Install uv if needed:

curl -LsSf https://astral.sh/uv/install.sh | sh

Create the environment and install everything:

uv sync --all-groups

Design Reasoning

Architecture Overview

The synthetic data generation framework for GLiNER2 is implemented in the datagen package. It is designed to be fully compatible with the GLiNER2 ecosystem, supporting all core task types: Named Entity Recognition (NER), Single-label and Multi-label Classification, Relation Extraction, and JSON Extraction.

At its core, it wraps a LangGraph workflow that methodically guides the generation process from a free-form task description to a validated dataset of GLiNER2-compatible JSONL records.

The key design principle is that deterministic logic runs first, and LLM generation only receives pre-validated, structured context.

Datagen Pipeline Overview

The internal workflow relies on specific state schemas to maintain structure throughout the pipeline. Core models like GenerationState track the overall pipeline execution, while ExampleConstraint strictly governs the requirements and diversity constraints mapped to each specific example. To ensure correctness and schema adherence, we also rely on InputExample or GLiNER2 classes as validation-oriented structures throughout the pipeline.

Output Schemas Overview

Process Walkthrough

The workflow in datagen/workflow/graph.py is intentionally organized as a short sequence of focused steps:

  1. decompose_spec
  2. plan_constraints
  3. generate_examples
  4. validate_and_measure
  5. prepare_retry
  6. finalize_output

That ordering is part of the design. It gives the model less ambiguity at each stage and makes it easier to reason about failure modes, coverage, and quality.

Decompose Spec

A core challenge of the system is determining which GLiNER2 tasks are implicitly requested by a natural-language prompt such as "Extract company names and classify sentiment." This task-type inference happens first, in decompose_spec.

Rather than asking one prompt to simultaneously infer the schema and write examples, the pipeline first uses a reasoning model (DATAGEN_DECOMPOSE_MODEL) to convert the free-form description into a normalized TaskSpec. That spec captures:

  • the inferred task families (ner, classification, relation_extraction, json_extraction)
  • the supporting schema details each task needs, such as entity types, labels, relation fields, or JSON fields
  • domain and subtopic pools that can seed diverse examples
  • optional planning hints, but only when the prompt makes them clear enough to trust
  • whether the request implies composed multi-task examples via requires_composition

This decomposition step is also where we keep the output schema honest. TaskSpec is validated so, for example, NER cannot be inferred without entity types and classification cannot be inferred without labels. That gives downstream steps a stable contract instead of a loosely interpreted prompt.

Plan Constraints

Once the spec is fixed, plan_constraints converts it into one ExampleConstraint per requested example. This is the main mechanism we use to enforce diversity and control label balance before generation starts.

# [Tasks to perform]
a) Quote the excerpt on the datagen pipeline word for word, starting at "At its core, it" and ending at "pre-validated, structured context.".
b) According to the excerpt on the datagen pipeline, which model does decompose_spec use to turn the free-form description into a TaskSpec?

Image-grounded pointing data:
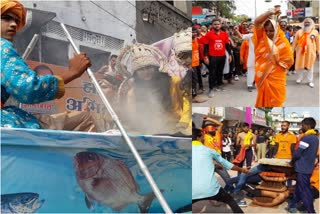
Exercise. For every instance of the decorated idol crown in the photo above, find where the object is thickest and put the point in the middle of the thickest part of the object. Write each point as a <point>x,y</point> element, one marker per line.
<point>137,56</point>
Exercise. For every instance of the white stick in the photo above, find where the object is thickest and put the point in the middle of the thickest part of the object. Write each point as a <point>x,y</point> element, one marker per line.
<point>115,118</point>
<point>30,46</point>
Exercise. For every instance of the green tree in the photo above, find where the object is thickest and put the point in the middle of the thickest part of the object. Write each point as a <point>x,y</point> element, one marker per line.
<point>267,116</point>
<point>222,8</point>
<point>239,18</point>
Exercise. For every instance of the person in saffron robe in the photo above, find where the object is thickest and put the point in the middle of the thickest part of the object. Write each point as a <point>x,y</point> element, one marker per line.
<point>273,56</point>
<point>306,45</point>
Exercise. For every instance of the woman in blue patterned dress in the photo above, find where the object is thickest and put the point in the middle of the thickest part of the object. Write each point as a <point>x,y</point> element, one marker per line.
<point>19,81</point>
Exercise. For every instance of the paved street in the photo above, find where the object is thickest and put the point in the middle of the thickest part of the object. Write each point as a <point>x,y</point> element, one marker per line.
<point>238,95</point>
<point>207,207</point>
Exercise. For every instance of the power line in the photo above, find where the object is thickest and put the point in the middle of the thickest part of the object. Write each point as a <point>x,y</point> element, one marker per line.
<point>168,30</point>
<point>112,15</point>
<point>99,6</point>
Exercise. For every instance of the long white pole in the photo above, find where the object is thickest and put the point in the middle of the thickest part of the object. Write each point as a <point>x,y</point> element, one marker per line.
<point>115,118</point>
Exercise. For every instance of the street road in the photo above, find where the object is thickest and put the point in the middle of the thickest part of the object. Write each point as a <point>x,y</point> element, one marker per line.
<point>238,95</point>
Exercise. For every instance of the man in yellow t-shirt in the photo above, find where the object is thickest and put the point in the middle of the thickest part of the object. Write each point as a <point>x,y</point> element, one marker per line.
<point>285,139</point>
<point>212,135</point>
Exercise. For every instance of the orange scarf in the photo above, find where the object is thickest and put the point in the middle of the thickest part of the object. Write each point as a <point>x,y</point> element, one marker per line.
<point>195,53</point>
<point>303,41</point>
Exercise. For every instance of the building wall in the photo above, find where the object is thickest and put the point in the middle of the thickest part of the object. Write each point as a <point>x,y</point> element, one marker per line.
<point>104,21</point>
<point>166,20</point>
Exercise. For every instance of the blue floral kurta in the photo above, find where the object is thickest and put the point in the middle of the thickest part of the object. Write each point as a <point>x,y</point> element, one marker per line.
<point>19,81</point>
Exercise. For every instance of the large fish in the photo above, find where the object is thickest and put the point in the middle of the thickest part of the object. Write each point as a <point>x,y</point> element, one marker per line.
<point>108,181</point>
<point>20,202</point>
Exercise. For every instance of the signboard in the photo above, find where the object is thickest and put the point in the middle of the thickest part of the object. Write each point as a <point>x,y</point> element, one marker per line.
<point>197,10</point>
<point>78,92</point>
<point>308,11</point>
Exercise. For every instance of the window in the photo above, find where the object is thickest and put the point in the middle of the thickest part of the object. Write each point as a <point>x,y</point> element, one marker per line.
<point>98,57</point>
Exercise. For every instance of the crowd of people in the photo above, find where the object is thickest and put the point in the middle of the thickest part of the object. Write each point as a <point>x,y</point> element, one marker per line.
<point>264,52</point>
<point>214,147</point>
<point>135,82</point>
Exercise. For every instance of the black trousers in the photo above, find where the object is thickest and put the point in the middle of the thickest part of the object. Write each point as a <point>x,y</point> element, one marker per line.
<point>216,71</point>
<point>198,70</point>
<point>224,197</point>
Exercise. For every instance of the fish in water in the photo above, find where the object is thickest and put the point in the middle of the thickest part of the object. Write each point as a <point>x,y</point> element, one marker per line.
<point>109,182</point>
<point>20,202</point>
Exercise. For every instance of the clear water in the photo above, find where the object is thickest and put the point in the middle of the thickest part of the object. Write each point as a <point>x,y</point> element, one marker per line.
<point>41,161</point>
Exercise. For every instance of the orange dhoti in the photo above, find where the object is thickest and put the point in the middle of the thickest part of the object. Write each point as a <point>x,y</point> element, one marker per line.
<point>271,66</point>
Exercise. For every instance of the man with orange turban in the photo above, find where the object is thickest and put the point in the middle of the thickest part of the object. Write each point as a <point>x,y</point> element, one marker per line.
<point>18,80</point>
<point>306,45</point>
<point>273,56</point>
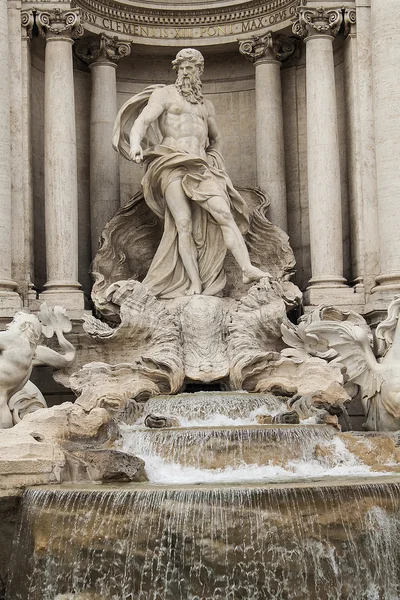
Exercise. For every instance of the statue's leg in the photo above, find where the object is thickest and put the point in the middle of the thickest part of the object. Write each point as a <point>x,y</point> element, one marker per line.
<point>179,206</point>
<point>219,209</point>
<point>5,414</point>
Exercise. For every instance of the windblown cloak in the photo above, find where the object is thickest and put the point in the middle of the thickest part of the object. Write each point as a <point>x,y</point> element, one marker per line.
<point>201,179</point>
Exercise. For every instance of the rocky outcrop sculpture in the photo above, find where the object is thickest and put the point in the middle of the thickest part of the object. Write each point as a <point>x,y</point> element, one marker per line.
<point>344,338</point>
<point>20,351</point>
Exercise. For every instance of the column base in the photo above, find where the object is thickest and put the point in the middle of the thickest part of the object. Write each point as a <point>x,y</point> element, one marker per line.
<point>10,303</point>
<point>72,300</point>
<point>381,296</point>
<point>341,296</point>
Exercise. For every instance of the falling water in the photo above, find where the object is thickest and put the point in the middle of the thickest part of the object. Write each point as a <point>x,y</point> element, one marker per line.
<point>203,543</point>
<point>233,511</point>
<point>208,406</point>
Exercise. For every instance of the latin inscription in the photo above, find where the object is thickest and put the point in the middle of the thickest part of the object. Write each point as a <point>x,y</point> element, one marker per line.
<point>187,33</point>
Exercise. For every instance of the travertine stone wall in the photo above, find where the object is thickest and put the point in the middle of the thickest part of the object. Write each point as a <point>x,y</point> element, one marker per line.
<point>229,82</point>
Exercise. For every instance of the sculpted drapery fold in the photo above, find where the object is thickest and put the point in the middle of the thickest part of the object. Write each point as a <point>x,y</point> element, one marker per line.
<point>201,179</point>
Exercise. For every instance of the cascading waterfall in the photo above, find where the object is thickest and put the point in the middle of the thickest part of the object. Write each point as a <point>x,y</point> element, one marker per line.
<point>233,511</point>
<point>313,543</point>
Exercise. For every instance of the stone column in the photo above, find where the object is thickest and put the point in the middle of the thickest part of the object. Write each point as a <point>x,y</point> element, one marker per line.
<point>385,17</point>
<point>267,52</point>
<point>61,190</point>
<point>319,27</point>
<point>27,21</point>
<point>354,149</point>
<point>102,54</point>
<point>9,299</point>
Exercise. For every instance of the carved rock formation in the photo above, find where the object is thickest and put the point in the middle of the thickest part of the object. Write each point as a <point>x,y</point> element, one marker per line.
<point>344,339</point>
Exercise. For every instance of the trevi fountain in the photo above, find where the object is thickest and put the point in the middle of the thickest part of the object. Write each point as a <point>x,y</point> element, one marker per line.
<point>200,300</point>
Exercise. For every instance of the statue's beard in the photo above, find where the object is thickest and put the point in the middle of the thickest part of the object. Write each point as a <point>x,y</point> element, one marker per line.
<point>190,88</point>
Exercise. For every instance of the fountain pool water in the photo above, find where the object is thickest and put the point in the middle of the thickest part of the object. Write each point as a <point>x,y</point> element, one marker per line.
<point>240,511</point>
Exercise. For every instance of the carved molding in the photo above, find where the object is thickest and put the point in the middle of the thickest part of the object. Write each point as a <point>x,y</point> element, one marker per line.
<point>223,21</point>
<point>262,48</point>
<point>57,23</point>
<point>27,22</point>
<point>178,17</point>
<point>101,48</point>
<point>315,21</point>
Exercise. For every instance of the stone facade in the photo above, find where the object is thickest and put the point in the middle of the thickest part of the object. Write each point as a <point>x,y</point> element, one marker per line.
<point>314,122</point>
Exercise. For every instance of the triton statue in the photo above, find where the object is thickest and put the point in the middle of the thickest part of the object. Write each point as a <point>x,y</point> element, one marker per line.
<point>172,129</point>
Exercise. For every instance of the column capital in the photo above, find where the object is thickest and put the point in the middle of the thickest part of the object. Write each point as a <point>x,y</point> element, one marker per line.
<point>267,48</point>
<point>349,20</point>
<point>317,21</point>
<point>59,24</point>
<point>102,49</point>
<point>27,23</point>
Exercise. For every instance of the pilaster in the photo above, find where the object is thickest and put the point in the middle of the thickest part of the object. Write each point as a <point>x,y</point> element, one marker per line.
<point>354,148</point>
<point>60,28</point>
<point>10,301</point>
<point>267,52</point>
<point>318,27</point>
<point>102,54</point>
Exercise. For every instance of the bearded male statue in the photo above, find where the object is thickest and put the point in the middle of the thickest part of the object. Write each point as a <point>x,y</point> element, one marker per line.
<point>172,130</point>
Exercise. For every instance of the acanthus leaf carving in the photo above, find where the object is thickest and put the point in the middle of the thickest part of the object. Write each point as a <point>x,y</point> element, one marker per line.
<point>349,20</point>
<point>59,23</point>
<point>267,47</point>
<point>313,21</point>
<point>27,22</point>
<point>102,48</point>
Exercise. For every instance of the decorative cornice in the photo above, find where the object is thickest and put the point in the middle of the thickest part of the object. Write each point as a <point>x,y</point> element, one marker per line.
<point>222,20</point>
<point>349,20</point>
<point>58,23</point>
<point>267,47</point>
<point>189,18</point>
<point>316,21</point>
<point>27,22</point>
<point>101,49</point>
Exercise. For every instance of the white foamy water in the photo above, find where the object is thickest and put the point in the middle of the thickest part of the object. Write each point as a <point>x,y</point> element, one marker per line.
<point>338,462</point>
<point>162,472</point>
<point>216,419</point>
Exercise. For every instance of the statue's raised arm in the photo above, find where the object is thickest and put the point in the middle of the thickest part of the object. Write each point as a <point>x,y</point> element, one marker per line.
<point>173,130</point>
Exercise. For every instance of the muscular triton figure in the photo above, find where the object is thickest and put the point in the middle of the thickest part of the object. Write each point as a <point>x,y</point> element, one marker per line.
<point>186,173</point>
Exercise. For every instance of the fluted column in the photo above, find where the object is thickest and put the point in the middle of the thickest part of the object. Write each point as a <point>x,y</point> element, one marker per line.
<point>61,189</point>
<point>319,27</point>
<point>385,19</point>
<point>102,54</point>
<point>267,52</point>
<point>27,21</point>
<point>9,299</point>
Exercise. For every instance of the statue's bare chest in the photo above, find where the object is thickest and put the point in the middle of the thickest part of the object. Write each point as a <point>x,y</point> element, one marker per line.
<point>179,107</point>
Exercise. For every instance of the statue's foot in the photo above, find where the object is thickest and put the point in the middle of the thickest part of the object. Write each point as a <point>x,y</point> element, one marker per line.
<point>194,289</point>
<point>254,274</point>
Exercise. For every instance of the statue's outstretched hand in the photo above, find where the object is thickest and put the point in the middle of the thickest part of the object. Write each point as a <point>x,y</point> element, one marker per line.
<point>136,153</point>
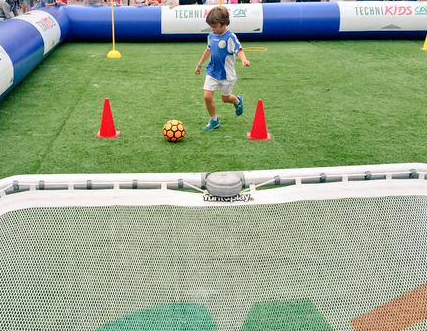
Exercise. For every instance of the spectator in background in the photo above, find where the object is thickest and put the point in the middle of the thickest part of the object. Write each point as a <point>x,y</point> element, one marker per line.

# [Responses per task]
a)
At its core, it wraps a LangGraph workflow that methodically guides the generation process from a free-form task description to a validated dataset of GLiNER2-compatible JSONL records.

The key design principle is that deterministic logic runs first, and LLM generation only receives pre-validated, structured context.

b) A reasoning model, DATAGEN_DECOMPOSE_MODEL.